Begin

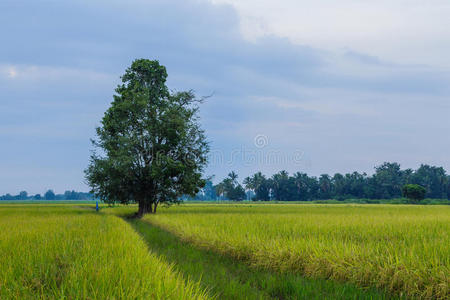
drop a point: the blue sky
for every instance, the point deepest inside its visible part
(315, 87)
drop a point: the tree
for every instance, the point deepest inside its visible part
(259, 184)
(414, 192)
(49, 195)
(153, 149)
(23, 195)
(434, 179)
(389, 180)
(230, 188)
(325, 187)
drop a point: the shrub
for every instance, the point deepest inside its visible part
(414, 192)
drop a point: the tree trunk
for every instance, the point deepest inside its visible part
(144, 208)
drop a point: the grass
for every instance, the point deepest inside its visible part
(228, 278)
(404, 250)
(65, 252)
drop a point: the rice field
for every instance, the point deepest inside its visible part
(67, 252)
(225, 251)
(404, 250)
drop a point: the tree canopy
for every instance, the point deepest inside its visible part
(152, 148)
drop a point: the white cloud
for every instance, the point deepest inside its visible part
(405, 31)
(50, 73)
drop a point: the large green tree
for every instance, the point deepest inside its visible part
(152, 149)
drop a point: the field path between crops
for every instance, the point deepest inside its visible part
(224, 277)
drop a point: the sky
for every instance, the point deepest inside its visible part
(312, 86)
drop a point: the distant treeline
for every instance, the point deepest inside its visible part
(49, 195)
(385, 183)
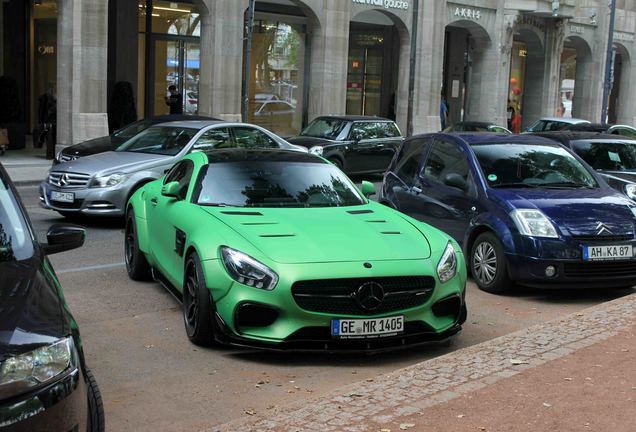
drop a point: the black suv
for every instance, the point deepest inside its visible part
(44, 382)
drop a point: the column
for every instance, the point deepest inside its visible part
(82, 70)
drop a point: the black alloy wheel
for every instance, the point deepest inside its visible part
(136, 263)
(488, 264)
(197, 304)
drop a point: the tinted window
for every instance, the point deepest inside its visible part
(214, 138)
(182, 173)
(527, 165)
(252, 138)
(607, 155)
(15, 239)
(275, 184)
(446, 158)
(162, 140)
(408, 165)
(325, 128)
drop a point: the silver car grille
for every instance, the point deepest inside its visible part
(68, 180)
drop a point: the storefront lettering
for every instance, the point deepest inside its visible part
(386, 4)
(627, 37)
(467, 13)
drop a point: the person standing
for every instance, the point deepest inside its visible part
(174, 100)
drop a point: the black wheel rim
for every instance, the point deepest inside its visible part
(190, 298)
(130, 242)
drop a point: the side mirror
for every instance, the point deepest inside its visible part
(63, 237)
(170, 190)
(456, 181)
(367, 188)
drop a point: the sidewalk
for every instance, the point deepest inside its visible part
(28, 166)
(577, 373)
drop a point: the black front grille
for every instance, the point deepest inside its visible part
(338, 296)
(604, 239)
(601, 270)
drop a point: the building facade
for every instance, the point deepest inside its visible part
(393, 58)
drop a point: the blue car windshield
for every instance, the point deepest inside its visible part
(16, 242)
(525, 165)
(163, 140)
(608, 155)
(275, 184)
(325, 128)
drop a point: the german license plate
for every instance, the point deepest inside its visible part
(367, 328)
(605, 253)
(68, 197)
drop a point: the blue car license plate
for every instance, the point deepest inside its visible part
(367, 328)
(608, 253)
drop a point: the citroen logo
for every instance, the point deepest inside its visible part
(601, 228)
(369, 296)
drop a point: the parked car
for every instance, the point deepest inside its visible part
(279, 250)
(355, 144)
(476, 126)
(100, 185)
(624, 130)
(554, 124)
(45, 384)
(524, 208)
(117, 138)
(612, 156)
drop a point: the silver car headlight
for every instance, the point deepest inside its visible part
(23, 372)
(248, 271)
(317, 150)
(447, 266)
(533, 223)
(109, 180)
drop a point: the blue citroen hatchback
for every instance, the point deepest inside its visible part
(525, 209)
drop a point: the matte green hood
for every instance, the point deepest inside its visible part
(323, 235)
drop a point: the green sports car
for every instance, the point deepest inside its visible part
(278, 249)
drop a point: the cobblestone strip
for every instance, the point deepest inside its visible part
(407, 391)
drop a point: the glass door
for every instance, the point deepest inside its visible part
(176, 76)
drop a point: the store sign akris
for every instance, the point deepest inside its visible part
(386, 4)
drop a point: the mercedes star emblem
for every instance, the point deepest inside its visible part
(369, 296)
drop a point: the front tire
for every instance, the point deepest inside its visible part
(488, 264)
(197, 304)
(95, 421)
(136, 263)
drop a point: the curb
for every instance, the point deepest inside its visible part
(353, 408)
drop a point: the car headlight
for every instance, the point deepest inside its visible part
(533, 223)
(109, 180)
(317, 150)
(21, 373)
(447, 266)
(248, 271)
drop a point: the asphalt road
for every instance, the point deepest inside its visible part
(153, 379)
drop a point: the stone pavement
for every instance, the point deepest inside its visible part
(400, 400)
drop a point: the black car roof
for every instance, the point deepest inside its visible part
(261, 155)
(355, 118)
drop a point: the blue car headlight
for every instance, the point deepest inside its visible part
(447, 266)
(248, 271)
(21, 373)
(533, 223)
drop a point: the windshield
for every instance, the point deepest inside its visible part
(275, 184)
(132, 129)
(325, 128)
(15, 239)
(525, 165)
(163, 140)
(608, 155)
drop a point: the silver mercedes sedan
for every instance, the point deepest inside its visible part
(100, 185)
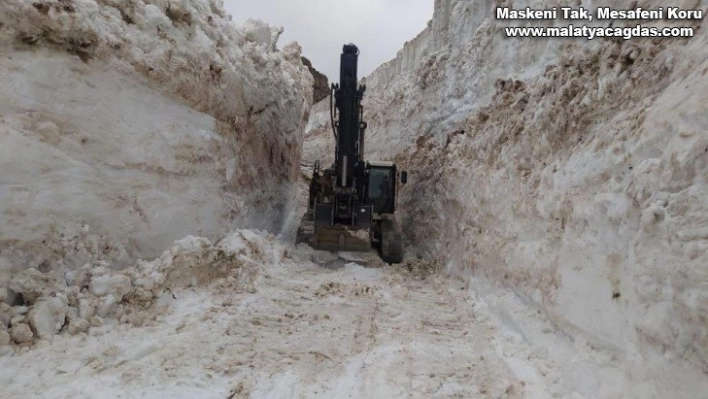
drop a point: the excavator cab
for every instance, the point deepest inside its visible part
(352, 204)
(381, 187)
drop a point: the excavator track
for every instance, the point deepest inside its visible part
(391, 242)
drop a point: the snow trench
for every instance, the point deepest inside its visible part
(126, 125)
(570, 173)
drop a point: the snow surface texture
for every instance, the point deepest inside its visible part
(265, 319)
(125, 125)
(571, 172)
(95, 299)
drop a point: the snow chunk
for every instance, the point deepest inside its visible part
(117, 285)
(21, 333)
(4, 337)
(32, 284)
(77, 326)
(48, 316)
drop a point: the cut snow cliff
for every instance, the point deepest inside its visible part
(125, 125)
(572, 172)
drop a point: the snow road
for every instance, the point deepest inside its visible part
(313, 325)
(308, 331)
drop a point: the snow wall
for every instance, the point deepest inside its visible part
(573, 172)
(128, 124)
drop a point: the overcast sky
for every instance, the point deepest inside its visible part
(378, 27)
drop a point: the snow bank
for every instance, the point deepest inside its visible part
(125, 125)
(571, 172)
(94, 298)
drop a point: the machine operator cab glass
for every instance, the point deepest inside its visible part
(381, 187)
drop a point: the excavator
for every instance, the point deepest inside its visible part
(351, 205)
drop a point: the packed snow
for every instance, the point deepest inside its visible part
(125, 125)
(151, 184)
(571, 173)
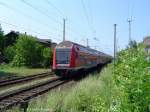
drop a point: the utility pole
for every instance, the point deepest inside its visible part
(87, 42)
(129, 21)
(115, 25)
(64, 26)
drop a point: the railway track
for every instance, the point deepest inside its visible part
(17, 80)
(22, 95)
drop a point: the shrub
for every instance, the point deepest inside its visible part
(28, 52)
(131, 77)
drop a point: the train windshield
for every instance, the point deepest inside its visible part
(62, 56)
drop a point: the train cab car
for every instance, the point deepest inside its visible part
(69, 57)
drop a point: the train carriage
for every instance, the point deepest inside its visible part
(70, 57)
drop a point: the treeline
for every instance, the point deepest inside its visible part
(24, 50)
(132, 77)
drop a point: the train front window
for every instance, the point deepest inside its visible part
(62, 56)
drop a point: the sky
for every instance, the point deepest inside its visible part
(85, 19)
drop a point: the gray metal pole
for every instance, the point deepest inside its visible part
(115, 25)
(64, 26)
(129, 21)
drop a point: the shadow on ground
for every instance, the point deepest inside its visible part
(7, 75)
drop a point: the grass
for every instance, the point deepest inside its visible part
(23, 85)
(8, 71)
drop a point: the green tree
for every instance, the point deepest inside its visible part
(2, 37)
(28, 52)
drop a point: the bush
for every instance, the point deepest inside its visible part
(131, 77)
(28, 52)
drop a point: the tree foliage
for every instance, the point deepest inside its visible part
(28, 52)
(132, 77)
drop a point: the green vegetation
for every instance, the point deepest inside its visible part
(24, 50)
(132, 77)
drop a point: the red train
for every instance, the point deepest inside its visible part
(70, 57)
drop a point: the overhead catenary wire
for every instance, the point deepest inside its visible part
(26, 15)
(87, 16)
(57, 9)
(41, 12)
(10, 24)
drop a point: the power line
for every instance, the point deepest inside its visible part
(23, 28)
(51, 4)
(24, 14)
(41, 12)
(86, 15)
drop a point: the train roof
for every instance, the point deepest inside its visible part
(69, 44)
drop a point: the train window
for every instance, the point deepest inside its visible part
(62, 56)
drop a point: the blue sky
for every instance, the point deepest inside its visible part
(84, 19)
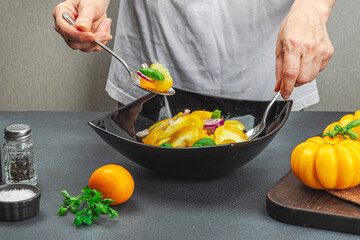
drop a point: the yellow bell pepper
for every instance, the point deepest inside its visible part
(327, 163)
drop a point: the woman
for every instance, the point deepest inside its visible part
(237, 49)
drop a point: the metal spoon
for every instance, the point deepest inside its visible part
(254, 132)
(133, 76)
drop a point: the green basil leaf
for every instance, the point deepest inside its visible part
(166, 145)
(78, 220)
(216, 114)
(353, 135)
(152, 73)
(354, 123)
(204, 142)
(62, 210)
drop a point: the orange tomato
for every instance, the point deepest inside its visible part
(114, 182)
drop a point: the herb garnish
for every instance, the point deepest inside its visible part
(96, 205)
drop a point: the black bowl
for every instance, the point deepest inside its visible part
(118, 129)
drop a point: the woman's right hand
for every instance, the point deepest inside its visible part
(91, 23)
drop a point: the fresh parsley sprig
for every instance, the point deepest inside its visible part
(96, 205)
(345, 131)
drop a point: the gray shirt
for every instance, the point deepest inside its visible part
(217, 47)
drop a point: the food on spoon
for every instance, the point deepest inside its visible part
(195, 129)
(344, 121)
(156, 78)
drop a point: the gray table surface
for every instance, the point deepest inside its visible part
(229, 207)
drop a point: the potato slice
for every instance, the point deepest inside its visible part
(186, 137)
(234, 123)
(203, 114)
(226, 133)
(179, 123)
(197, 121)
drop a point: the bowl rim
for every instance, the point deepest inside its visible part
(288, 105)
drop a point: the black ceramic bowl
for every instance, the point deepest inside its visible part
(118, 130)
(19, 210)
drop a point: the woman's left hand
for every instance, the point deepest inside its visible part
(303, 47)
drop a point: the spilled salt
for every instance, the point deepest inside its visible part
(16, 195)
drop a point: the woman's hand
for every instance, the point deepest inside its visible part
(91, 23)
(303, 47)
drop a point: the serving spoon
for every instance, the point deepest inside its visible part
(133, 76)
(254, 132)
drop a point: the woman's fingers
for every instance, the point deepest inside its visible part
(91, 24)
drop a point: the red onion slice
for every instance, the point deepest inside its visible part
(145, 77)
(142, 133)
(213, 123)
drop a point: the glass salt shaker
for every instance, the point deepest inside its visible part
(19, 156)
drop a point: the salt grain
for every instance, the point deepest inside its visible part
(16, 195)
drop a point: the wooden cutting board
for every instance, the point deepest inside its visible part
(290, 201)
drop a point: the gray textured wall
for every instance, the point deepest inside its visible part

End

## EXERCISE:
Express the stretch from the line containing "drop a point: the wooden cutting board" through the end of the lines as a Markdown table with the columns Row and Line, numbering each row and leaving out blank lines.

## RESPONSE TO THIS EXERCISE:
| Row | Line |
|---|---|
| 1 | drop a point: the wooden cutting board |
| 2 | for every instance, the point deepest inside its visible part |
| 3 | (290, 201) |
| 4 | drop a point: the gray textured wall |
| 5 | for every instance, the point deepest inside its visible part |